— begin —
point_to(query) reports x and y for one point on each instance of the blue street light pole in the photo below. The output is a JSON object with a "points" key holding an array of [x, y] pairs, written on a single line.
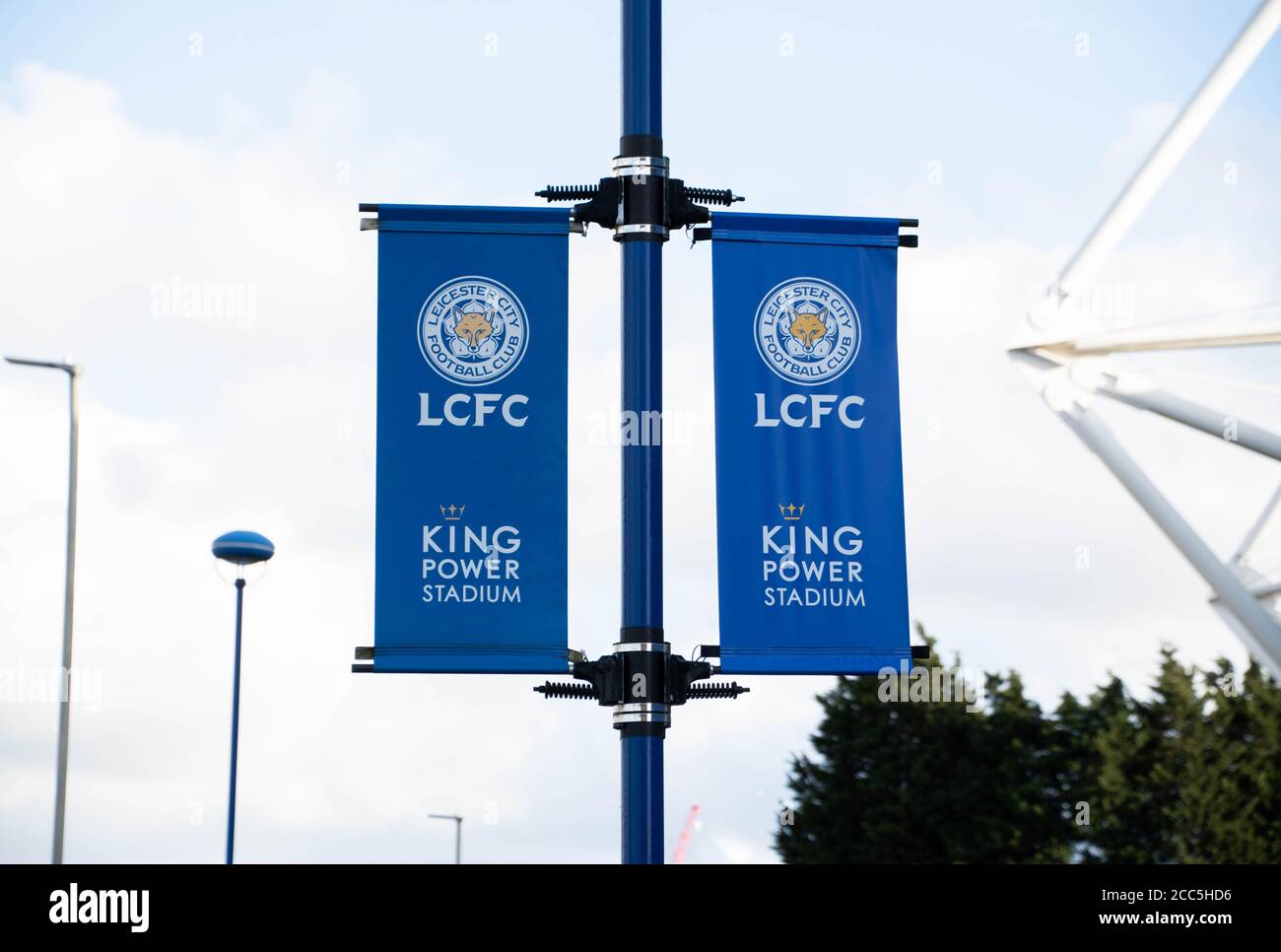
{"points": [[641, 681], [231, 789], [641, 461], [241, 549]]}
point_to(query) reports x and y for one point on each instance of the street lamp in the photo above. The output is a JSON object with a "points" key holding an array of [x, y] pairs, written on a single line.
{"points": [[239, 549], [64, 697], [457, 833]]}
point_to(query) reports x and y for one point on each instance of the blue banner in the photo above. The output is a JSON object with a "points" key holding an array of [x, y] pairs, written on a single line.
{"points": [[808, 452], [470, 550]]}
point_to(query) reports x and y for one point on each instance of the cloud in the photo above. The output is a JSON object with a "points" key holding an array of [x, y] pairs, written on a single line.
{"points": [[252, 408]]}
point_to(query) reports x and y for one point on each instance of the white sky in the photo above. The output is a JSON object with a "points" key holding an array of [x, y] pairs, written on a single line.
{"points": [[131, 165]]}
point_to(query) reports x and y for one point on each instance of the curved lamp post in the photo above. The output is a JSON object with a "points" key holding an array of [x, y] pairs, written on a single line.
{"points": [[239, 549]]}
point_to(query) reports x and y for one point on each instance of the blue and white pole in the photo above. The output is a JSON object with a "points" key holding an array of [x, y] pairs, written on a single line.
{"points": [[239, 549]]}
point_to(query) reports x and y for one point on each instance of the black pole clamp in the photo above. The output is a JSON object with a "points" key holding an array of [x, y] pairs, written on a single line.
{"points": [[640, 200]]}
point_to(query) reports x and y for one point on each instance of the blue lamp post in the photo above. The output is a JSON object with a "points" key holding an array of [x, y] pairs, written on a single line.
{"points": [[239, 549]]}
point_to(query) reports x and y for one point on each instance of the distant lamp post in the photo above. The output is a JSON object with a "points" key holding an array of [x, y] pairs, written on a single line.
{"points": [[457, 833], [64, 712], [239, 549]]}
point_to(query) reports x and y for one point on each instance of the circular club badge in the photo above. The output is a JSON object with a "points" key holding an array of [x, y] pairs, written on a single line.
{"points": [[807, 331], [473, 331]]}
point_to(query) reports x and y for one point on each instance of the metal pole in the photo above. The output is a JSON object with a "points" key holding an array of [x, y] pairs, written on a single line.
{"points": [[64, 705], [231, 794], [641, 401]]}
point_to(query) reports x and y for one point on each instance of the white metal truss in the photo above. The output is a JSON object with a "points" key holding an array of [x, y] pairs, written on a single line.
{"points": [[1071, 371]]}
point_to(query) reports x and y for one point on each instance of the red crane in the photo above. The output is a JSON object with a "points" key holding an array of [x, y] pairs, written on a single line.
{"points": [[679, 856]]}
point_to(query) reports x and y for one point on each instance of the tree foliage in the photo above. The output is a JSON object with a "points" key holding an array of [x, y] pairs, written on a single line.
{"points": [[1187, 773]]}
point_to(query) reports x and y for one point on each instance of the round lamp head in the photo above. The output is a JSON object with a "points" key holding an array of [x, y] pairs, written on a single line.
{"points": [[243, 547]]}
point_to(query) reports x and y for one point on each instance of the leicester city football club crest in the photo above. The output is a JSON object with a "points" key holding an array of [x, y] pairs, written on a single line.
{"points": [[807, 331], [473, 331]]}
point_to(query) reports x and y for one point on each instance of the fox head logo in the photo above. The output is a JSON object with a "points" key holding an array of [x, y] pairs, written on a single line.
{"points": [[473, 331], [807, 331], [473, 334], [810, 334]]}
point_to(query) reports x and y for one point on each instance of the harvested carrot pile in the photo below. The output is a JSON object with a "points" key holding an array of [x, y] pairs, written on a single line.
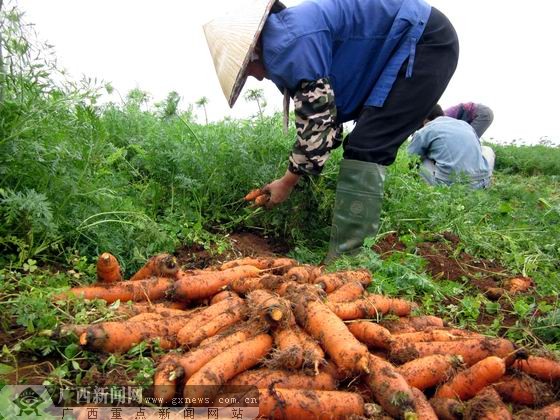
{"points": [[315, 344]]}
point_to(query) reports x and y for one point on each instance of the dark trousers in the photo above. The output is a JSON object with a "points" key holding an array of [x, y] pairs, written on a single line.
{"points": [[380, 131]]}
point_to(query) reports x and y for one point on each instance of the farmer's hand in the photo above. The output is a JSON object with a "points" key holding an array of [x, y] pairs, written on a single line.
{"points": [[281, 188]]}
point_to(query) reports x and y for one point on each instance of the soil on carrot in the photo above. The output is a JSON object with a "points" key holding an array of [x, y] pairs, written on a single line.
{"points": [[243, 244]]}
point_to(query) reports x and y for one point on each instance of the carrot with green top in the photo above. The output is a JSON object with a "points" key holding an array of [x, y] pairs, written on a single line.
{"points": [[347, 292], [447, 408], [141, 290], [225, 366], [303, 273], [429, 371], [313, 355], [322, 324], [224, 294], [539, 367], [108, 269], [275, 310], [422, 408], [471, 350], [205, 315], [189, 338], [371, 334], [389, 388], [550, 412], [162, 265], [487, 405], [174, 366], [331, 281], [468, 383], [202, 286], [121, 336], [289, 353], [522, 389]]}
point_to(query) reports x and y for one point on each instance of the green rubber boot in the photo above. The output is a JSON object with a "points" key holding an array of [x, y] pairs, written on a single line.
{"points": [[357, 207]]}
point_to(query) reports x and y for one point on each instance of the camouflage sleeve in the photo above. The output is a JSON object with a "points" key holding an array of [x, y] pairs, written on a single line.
{"points": [[316, 127]]}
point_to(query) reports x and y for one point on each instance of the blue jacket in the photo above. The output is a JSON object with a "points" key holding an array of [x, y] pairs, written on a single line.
{"points": [[360, 45], [454, 147]]}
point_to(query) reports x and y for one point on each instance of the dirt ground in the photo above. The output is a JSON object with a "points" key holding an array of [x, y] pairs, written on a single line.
{"points": [[446, 261], [243, 244]]}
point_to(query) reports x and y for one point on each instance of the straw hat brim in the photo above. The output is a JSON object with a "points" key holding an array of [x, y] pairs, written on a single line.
{"points": [[232, 39]]}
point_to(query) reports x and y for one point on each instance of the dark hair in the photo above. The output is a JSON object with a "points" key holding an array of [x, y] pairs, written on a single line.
{"points": [[435, 112], [278, 6]]}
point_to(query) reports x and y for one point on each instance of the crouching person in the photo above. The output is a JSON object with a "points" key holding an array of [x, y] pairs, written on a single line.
{"points": [[451, 152]]}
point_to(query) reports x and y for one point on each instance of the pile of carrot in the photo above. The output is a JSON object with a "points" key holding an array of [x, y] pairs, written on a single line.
{"points": [[315, 344]]}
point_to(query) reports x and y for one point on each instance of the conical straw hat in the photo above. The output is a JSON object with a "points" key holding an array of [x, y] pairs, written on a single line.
{"points": [[231, 40]]}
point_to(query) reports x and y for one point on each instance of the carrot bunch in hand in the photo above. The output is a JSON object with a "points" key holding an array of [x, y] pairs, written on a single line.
{"points": [[259, 197]]}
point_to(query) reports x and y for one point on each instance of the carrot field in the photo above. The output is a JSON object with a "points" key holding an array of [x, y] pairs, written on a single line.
{"points": [[92, 192]]}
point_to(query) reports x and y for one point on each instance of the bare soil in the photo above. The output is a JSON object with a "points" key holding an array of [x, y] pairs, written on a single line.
{"points": [[243, 244]]}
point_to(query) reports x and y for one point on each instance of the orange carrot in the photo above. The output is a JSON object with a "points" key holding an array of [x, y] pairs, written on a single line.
{"points": [[322, 324], [429, 371], [279, 403], [455, 332], [313, 355], [539, 367], [118, 337], [108, 269], [174, 366], [165, 381], [205, 315], [268, 281], [229, 317], [429, 335], [226, 365], [289, 353], [253, 194], [162, 265], [468, 383], [447, 408], [331, 281], [264, 378], [371, 334], [524, 390], [518, 284], [422, 407], [224, 294], [389, 388], [206, 285], [194, 360], [487, 405], [275, 310], [550, 412], [135, 308], [141, 290], [472, 350], [411, 324], [303, 273], [146, 316], [347, 292], [66, 330]]}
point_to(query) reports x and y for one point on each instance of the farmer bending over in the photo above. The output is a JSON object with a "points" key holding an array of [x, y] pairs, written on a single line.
— end —
### WORK TO BE COMPLETED
Without the pictures, transcribe the listing above exactly.

### SOLUTION TO THE EXERCISE
point_to(query) reports x and y for one point on each instance of the blue street light pole in the photo below. The output is a JSON object with a "points" key holding an array of [x, y] pairs, written on a single line.
{"points": [[641, 681], [231, 789], [641, 461], [241, 549]]}
point_to(query) reports x and y for one point on each instance of the street lamp in the photo above. The output is a JSON object with a "points" key holding an array of [x, y] pairs, written on a single line.
{"points": [[239, 549], [64, 697], [457, 833]]}
point_to(query) reports x and y for one point on each instance of the blue banner in the photo above. The output is a JSON object with a "points" key holding an array of [x, y] pairs, written on a single line.
{"points": [[808, 452], [470, 550]]}
point_to(query) reports x and y for one point on each instance of the cloud in the photo above. The output is a JSON object with a "points" key holding an array of [x, y] pairs, written on a single line.
{"points": [[252, 408]]}
point_to(query) reports x and y for one point on each instance of the white sky in the photo above. The output is a JSON object with a "points" key holding an array of [x, y] pairs, written on a single line.
{"points": [[131, 165]]}
point_to(query) reports x and y for one point on each instance of the curved lamp post in the photo above. The output is a JSON object with a "points" key holding an array of [x, y] pairs, written on a single line.
{"points": [[239, 549]]}
point_to(query) reports x and y for one point on each instance of the blue and white pole in the photo above. The output is a JSON object with a "points" key holding an array of [x, y] pairs, written on a single line.
{"points": [[239, 549]]}
point_to(query) reports x and y for one point on each instance of the black pole clamp in the photo above. The output is a JSON object with a "points" key holding an array of [x, y] pairs, written on a single line.
{"points": [[640, 200]]}
point_to(query) reports x and y for one point on each instance of the blue lamp post in the photo above. The output is a JSON object with a "points" key holding an array of [x, y] pairs, written on a single line.
{"points": [[239, 549]]}
point_to(query) reports x and y for one point on each instance of the distant lamp post in the photo above. The output is a JSON object with a "points" key holding an array of [x, y] pairs, written on a single line.
{"points": [[457, 833], [64, 712], [239, 549]]}
point_to(query) reports x and y for one point on each instance of the circular club badge in the photo above. The output is a JSON object with a "points" key holding an array of [x, y] pairs, written on a single line.
{"points": [[807, 331], [473, 331]]}
point_to(query) reports x and y for one point on each instance of the metal pole in the photo above. The output is a JSON object with a "points" key holding an array of [x, y] pairs, written on a single line.
{"points": [[64, 705], [231, 794], [641, 401]]}
point_to(query) reports x and y for one point on each instance of the white metal truss in the photo above. The output is a JSON object with a "points" key holding an array of [x, y] pairs, written on a single line.
{"points": [[1071, 371]]}
point_to(query) reports x and y for one point on each instance of the red crane in the photo above. The output is a JSON object with a "points" key holding an array of [x, y] pairs, written on a single line.
{"points": [[679, 856]]}
point_to(query) reports x and y for one point on each instance of the tree foliage in the photo above. The output is a JSON object with a "points" key holding an array of [x, y] pairs, written on a single line.
{"points": [[1187, 773]]}
point_to(query) reports x and y for one point on each instance of the round lamp head in the photo above. The output is a JSON object with a "points" key holding an array of [x, y] pairs, written on a single line.
{"points": [[243, 547]]}
point_to(query) reports x and y for one point on each instance of the leicester city football club crest in the photo above. The output is a JSON object with a "points" key holding an array of [x, y] pairs, written on a single line.
{"points": [[807, 331], [473, 331]]}
point_to(query) reports x and y for one point on each instance of the fox head logo in the photo above. The output is a JSON object with a "points" key holding an array of [x, y] pairs, written on a single line.
{"points": [[473, 331], [807, 331], [473, 334], [810, 334]]}
point_to(query) reports x and y for one point on each instance of the harvested carrot pile in the photo below. The output is a JSON object with a "points" key holding an array of [x, y] pairs, written on a single line.
{"points": [[315, 344]]}
point_to(query) reports x and y for one point on each instance of the dark trousers in the photo above. The output is a JSON object with a "points" key holding an array of [x, y] pairs, written on a single line.
{"points": [[380, 131]]}
point_to(query) reports x and y for one point on each instance of the farmer's hand in the photo above. The output is a JSON object with a "points" key holding an array of [x, y] pairs, written on a single line.
{"points": [[281, 188]]}
point_to(query) reports x and y for one point on each instance of the soil on carrot in the photo above. The output is a JSON object with a "points" key holding an array of [x, y] pairs, written on a single line.
{"points": [[243, 244]]}
point_to(query) reports x and y for one point on each instance of the carrot with green top in the photo above. The output is a JSON object with a "points" key holding an array of [x, y] pairs, written on a single line.
{"points": [[347, 292], [447, 408], [141, 290], [225, 366], [303, 273], [429, 371], [313, 355], [322, 324], [224, 294], [539, 367], [108, 269], [275, 310], [422, 408], [471, 350], [205, 315], [189, 338], [371, 334], [389, 388], [550, 412], [162, 265], [487, 405], [174, 366], [331, 281], [468, 383], [202, 286], [121, 336], [289, 353], [522, 389]]}
point_to(query) reports x and y for one point on each instance of the green rubber boot in the photo above. The output is a JSON object with a "points" key holding an array of [x, y] pairs, written on a single line.
{"points": [[357, 207]]}
point_to(query) reports x and y for one point on each instance of the camouflage sleeve in the photo above. The output is a JSON object with a "points" key holding an array of [x, y] pairs, written on a single line.
{"points": [[316, 127]]}
point_to(query) reports x and y for one point on each instance of the blue jacket in the photo above. The output is a JSON object with a "points" key holding an array of [x, y] pairs, written on a single line.
{"points": [[360, 45], [454, 147]]}
point_to(query) reports x and y for one point on each instance of the dirt ground in the photo above. The output is a JSON object with a "points" key holding an array of [x, y] pairs, written on a single line.
{"points": [[446, 261], [243, 244]]}
point_to(query) reports x and y for one point on each instance of the straw hat brim in the photo above. The output is a JSON object with a "points" key holding an array of [x, y] pairs, written on a single line.
{"points": [[232, 39]]}
point_to(query) reports x and y for one point on each instance of the dark hair in the photo above. The output is a JSON object with a "points" key holding an array of [x, y] pairs, written on a single line.
{"points": [[435, 112], [278, 6]]}
point_to(query) reports x and y for one point on each instance of the crouching person in the photo above. The output is a JSON object with a "points" key holding an array of [x, y] pairs, written on a single line.
{"points": [[451, 152]]}
point_to(query) reports x and y for one point on each instance of the pile of carrot in the photo above. The output is a JSON object with a "points" key holding an array of [x, y] pairs, written on a single line.
{"points": [[315, 344]]}
point_to(query) reports x and y for one point on each instance of the conical straw hat in the photo above. The output is a JSON object with a "points" key holding an array of [x, y] pairs, written on a single line.
{"points": [[231, 40]]}
point_to(query) reports x and y for one point on each instance of the carrot bunch in hand in the photo above. The output is a JSON object with a "points" key holding an array of [x, y] pairs, written on a single line.
{"points": [[259, 197]]}
point_to(query) reports x and y for one point on each instance of the carrot field in the photo above. The output is a JSON object with a "points" key holding an array of [x, y] pairs, written on a single line.
{"points": [[92, 192]]}
point_to(query) reports x and y for one point on each instance of the bare soil in the photo above. The output is a JSON object with a "points" key holding an array of [x, y] pairs, written on a single line.
{"points": [[243, 244]]}
point_to(query) reports x and y for one point on each instance of the orange carrot in the photo above. The output is a JSON object with a "points" key holding an array of [x, y] pairs, written on a single line.
{"points": [[322, 324], [429, 371], [279, 403], [455, 332], [313, 355], [539, 367], [118, 337], [108, 269], [174, 366], [165, 381], [205, 315], [268, 281], [229, 317], [429, 335], [226, 365], [289, 353], [253, 194], [162, 265], [468, 383], [447, 408], [331, 281], [264, 378], [371, 334], [524, 390], [518, 284], [422, 407], [224, 294], [389, 388], [206, 285], [194, 360], [487, 405], [275, 310], [550, 412], [135, 308], [141, 290], [472, 350], [411, 324], [303, 273], [146, 316], [347, 292], [66, 330]]}
point_to(query) reports x and y for one point on each instance of the farmer bending over in the photo above. The output is a JSON object with a "points" key holding an array of [x, y] pairs, written on a single line.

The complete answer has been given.